Coordinate annotation entries
######

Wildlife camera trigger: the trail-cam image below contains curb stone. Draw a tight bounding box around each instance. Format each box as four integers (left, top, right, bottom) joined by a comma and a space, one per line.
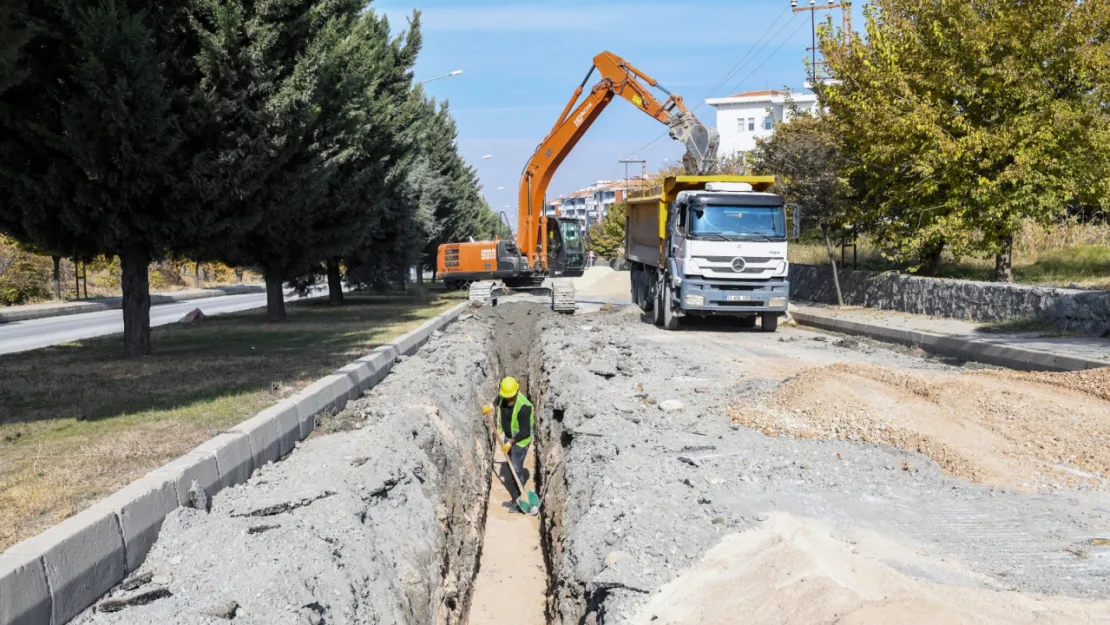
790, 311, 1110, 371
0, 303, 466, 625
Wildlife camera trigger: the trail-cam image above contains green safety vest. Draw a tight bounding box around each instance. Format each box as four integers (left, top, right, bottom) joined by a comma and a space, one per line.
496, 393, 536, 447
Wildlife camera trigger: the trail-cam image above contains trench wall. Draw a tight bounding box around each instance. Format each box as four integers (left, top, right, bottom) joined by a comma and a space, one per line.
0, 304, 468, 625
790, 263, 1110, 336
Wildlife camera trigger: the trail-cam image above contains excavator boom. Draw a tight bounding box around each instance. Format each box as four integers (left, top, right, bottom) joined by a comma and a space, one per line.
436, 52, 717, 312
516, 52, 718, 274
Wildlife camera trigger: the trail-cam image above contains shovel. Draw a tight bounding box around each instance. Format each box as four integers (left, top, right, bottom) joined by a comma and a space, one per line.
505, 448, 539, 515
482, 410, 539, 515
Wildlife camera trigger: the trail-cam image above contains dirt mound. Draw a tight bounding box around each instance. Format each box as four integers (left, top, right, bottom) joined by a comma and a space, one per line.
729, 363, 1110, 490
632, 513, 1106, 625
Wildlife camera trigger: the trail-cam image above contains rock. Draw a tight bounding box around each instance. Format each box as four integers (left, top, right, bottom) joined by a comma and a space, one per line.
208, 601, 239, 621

######

**Exercise requirements**
Reproduce, without any change, the part of the records that opens with the line containing "above contains shovel." and closes with the line containing "482, 410, 539, 515", including both of those lines.

**Solved problem**
Wildlife camera trigger: the trail-cam image above contains shovel. Draw a tight bounding box around each instance. Format each box as four integers (left, top, right, bottom) joined by a comma and a space, one per line.
505, 448, 539, 515
482, 410, 539, 515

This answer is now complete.